=== Sayfa ===

Kibir Allah (cc)'ın beğenmediği bir ahlak özelliğidir. Kibirli insan büyüklenme hissine kapılmış demektir. Bu büyüklenmenin nedeni ise, kişinin kendisine müstakil bir benlik vermesi, hem kendini hem de çevresindekileri Allah (cc)'tan bağımsız varlıklar olarak görmesidir. Böyle bir insan, yaptığı ve sahip olduğu herşeyi kendisinden bilir. Bir başarı elde ettiğinde bununla kibirlenir ve kendisini en üstün insan olarak görür. Her fırsatta, her konuda üstünlüğünü ve büyüklüğünü çevresine de hissettirmek ister. Halbuki, o başarıyı ona lütfeden Allah (cc)'tır. Ancak kibirli kişi bu önemli gerçekten gafil bir hal içerisindedir. Onur ve üstünlüğü bu yolla elde edebileceğini sanır.
Oysa ki bu yolla, hiçbir zaman peşinde oldukları gerçek onur ve üstünlüğü elde edemezler. Çünkü onur ve şeref ancak Kuran'a uymakla kazanılır. Allah (cc) bu gerçeği bir ayetinde şöyle bildirmektedir:
Eğer hak, onların heva (istek ve tutku)larına uyacak olsaydı hiç tartışmasız, gökler, yer ve bunların içinde olan herkes (ve herşey) bozulmaya uğrardı. Hayır, Biz onlara kendi şan ve şeref (zikir)lerini getirmiş bulunuyoruz, fakat onlar kendi zikirlerinden yüz çeviriyorlar. (Mü'minun Suresi, 71)
İnsan, Kuran'a ve Peygamber Efendimiz (sav)`in sünnetine uymadığında, ayette bildirildiği gibi, herşey bozulmaya uğrar. Allah (cc), insanların bu gerçeği unutarak onur ve şerefi, insanlara büyüklük taslamakta aradıklarını bir ayette şöyle bildirmektedir:
Derler ki, "Andolsun, Medine'ye bir dönecek olursak, gücü ve onuru çok olan, düşkün ve zayıf olanı elbette oradan sürüp-çıkaracaktır." Oysa izzet (güç, onur ve üstünlük) Allah'ın, O'nun Resûlü'nün ve mü'minlerindir. Ancak münafıklar bilmiyorlar. (Münafikun Suresi, 8)
Onur ve izzet ancak Allah (cc)'ındır. Ve Allah (cc) bu üstünlüğü sadece Kuran'a uyan, güzel ahlak gösteren kullarına vermektedir. Bunun yanı sıra kibir ve büyüklenme duygusunun insanları azaba sürükleyen en önemli konulardan biri olduğu da unutulmamalıdır. Zira kibir insana, Kuran'a uymayan birçok ahlaksızlığı ve kötülüğü yaptıran bir ahlak bozukluğudur. Bir ayette kibirli insanın bu ahlakı şöyle bildirilmektedir:
Ona: "Allah'tan kork" denildiğinde, büyüklük gururu onu günaha sürükler, kuşatır. Böylesine cehennem yeter; ne kötü bir yataktır o. (Bakara Suresi, 206)
Kibirli bir insan kendini herkesten daha çok sever. Bu nedenle çıkarıyla ters düşen her şeyde, Allah (cc)'ın rızasını ve vicdanını değil, kendi tutku ve isteklerini önde tutar. Bu ise, onu günaha ve kötü ahlaka yöneltir.

=== Çıkarılan veriler ===

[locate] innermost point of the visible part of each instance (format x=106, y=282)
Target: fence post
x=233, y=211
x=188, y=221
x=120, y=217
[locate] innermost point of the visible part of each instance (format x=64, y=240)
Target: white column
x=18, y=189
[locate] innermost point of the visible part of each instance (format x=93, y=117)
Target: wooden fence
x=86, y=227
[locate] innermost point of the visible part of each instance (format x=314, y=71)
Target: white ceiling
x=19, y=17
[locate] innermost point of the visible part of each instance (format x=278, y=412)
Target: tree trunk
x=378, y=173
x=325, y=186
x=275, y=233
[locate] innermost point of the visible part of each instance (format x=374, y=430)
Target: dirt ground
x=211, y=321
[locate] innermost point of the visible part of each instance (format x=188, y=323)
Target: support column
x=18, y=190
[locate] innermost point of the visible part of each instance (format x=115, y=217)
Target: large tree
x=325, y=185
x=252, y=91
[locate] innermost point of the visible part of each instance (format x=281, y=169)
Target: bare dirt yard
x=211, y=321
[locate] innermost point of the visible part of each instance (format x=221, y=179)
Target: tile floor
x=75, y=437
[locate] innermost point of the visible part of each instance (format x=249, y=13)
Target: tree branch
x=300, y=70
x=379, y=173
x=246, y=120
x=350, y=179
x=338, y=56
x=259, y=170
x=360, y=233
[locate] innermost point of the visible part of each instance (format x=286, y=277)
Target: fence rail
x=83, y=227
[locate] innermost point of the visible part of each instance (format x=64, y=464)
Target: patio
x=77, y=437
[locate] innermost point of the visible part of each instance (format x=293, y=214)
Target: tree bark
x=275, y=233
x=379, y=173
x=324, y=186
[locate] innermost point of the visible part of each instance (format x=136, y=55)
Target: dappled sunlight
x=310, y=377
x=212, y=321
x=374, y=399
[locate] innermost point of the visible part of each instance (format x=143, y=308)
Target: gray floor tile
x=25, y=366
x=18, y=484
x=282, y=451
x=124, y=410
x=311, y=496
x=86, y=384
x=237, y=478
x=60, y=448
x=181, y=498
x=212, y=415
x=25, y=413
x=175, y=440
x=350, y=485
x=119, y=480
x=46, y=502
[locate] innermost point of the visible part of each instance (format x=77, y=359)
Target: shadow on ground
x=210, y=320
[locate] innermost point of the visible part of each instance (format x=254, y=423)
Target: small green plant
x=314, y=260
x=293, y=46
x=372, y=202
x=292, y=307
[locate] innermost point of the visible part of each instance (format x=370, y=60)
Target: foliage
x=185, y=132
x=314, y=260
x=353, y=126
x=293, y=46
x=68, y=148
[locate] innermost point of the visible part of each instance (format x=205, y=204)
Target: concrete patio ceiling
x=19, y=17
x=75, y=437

===

Yapılacak görevler:
[1] Kibir konulu metinde ayetlerin alındığı bütün sure adlarını geçtikleri sırayla listele.
[2] Kibir konulu metnin "Kibir Allah (cc)'ın" ifadesinden "elde edebileceğini sanır." ifadesine kadar olan kısmını harfi harfine yeniden yaz.
[3] Kibir konulu metni son cümlesinden sonra gelecek şekilde devam ettir.

Verilen cevaplar:
[1]
Mü'minun Suresi
Münafikun Suresi
Bakara Suresi

[2]
Kibir Allah (cc)'ın beğenmediği bir ahlak özelliğidir. Kibirli insan büyüklenme hissine kapılmış demektir. Bu büyüklenmenin nedeni ise, kişinin kendisine müstakil bir benlik vermesi, hem kendini hem de çevresindekileri Allah (cc)'tan bağımsız varlıklar olarak görmesidir. Böyle bir insan, yaptığı ve sahip olduğu herşeyi kendisinden bilir. Bir başarı elde ettiğinde bununla kibirlenir ve kendisini en üstün insan olarak görür. Her fırsatta, her konuda üstünlüğünü ve büyüklüğünü çevresine de hissettirmek ister. Halbuki, o başarıyı ona lütfeden Allah (cc)'tır. Ancak kibirli kişi bu önemli gerçekten gafil bir hal içerisindedir. Onur ve üstünlüğü bu yolla elde edebileceğini sanır.

[3]
Kibirli insanlar, nefislerine ağır geldiği için hiçbir zaman bir konuda alttan almayı kabul edemezler. Çevrelerindeki insanlarla aralarındaki dostluğu zedeleyecek, gerginliğe ve huzursuzluğa neden olacak tavırlar sergilemekten çekinmezler. Hoşgörülü, sabırlı, affedici, uzlaşmacı bir karakter gösteremezler. Her zaman hep kendi dediklerinin kabul edilmesini isterler. Ortada bir anlaşmazlık söz konusu olduğunda kendilerinden hiçbir zaman ödün vermedikleri için inatçı, dik başlı bir tavır gösterirler. Kendi istedikleri yapılmadığında ise ters bir tavır içerisine girerler. Tüm bunlar da söz konusu kimseleri 'zor ve geçimsiz insanlar' haline getirir. Onlarla arkadaşlık etmek, konuşup sohbet etmek, sevgiyi, dostluğu, güzel ahlakı yaşamak zordur. Bu da kibirli insanların, çevreleri tarafından sevilmeyen, yanlarında rahat edilemeyen kimseler haline gelmelerine neden olur.
Kibirli insanlar, kendilerini herşeyin üstünde görüp, hep nefislerini kolladıkları halde aradıkları mutluluk ve huzuru da bulamazlar. Oysaki bunun yerine mütevazi, Allah (cc)'a ve müminlere karşı boyun eğici bir karakter göstermiş olsalar, hem dünyada hem de ahirette güzel bir hayat ve büyük bir mutluluk içerisinde yaşayacaklardır.
Unutulmamalıdır ki kibir şeytanın en temel özelliğidir. Büyüklenmesi, onun cennetten kovulmasına, lanetlenmesine ve cehennem azabını hak etmesine neden olmuştur. Bu nedenle Allah (cc)'ın gücü karşısındaki aczini unutan, haksız bir büyüklenme içerisine giren kimseler, şeytanın bu durumunu düşünmelidirler. Zira Allah (cc) bir ayetinde, onur adı altında kibir ve enaniyete kapılan kimseler için ahirette acı bir azap olabileceğini hatırlatmaktadır. Allah (cc) dünyada büyüklük taslayanlara o gün şöyle seslenileceğini bildirmektedir:
(Azabı) Tad; çünkü sen, (kendince) üstün, onurluydun. (Duhan Suresi, 49)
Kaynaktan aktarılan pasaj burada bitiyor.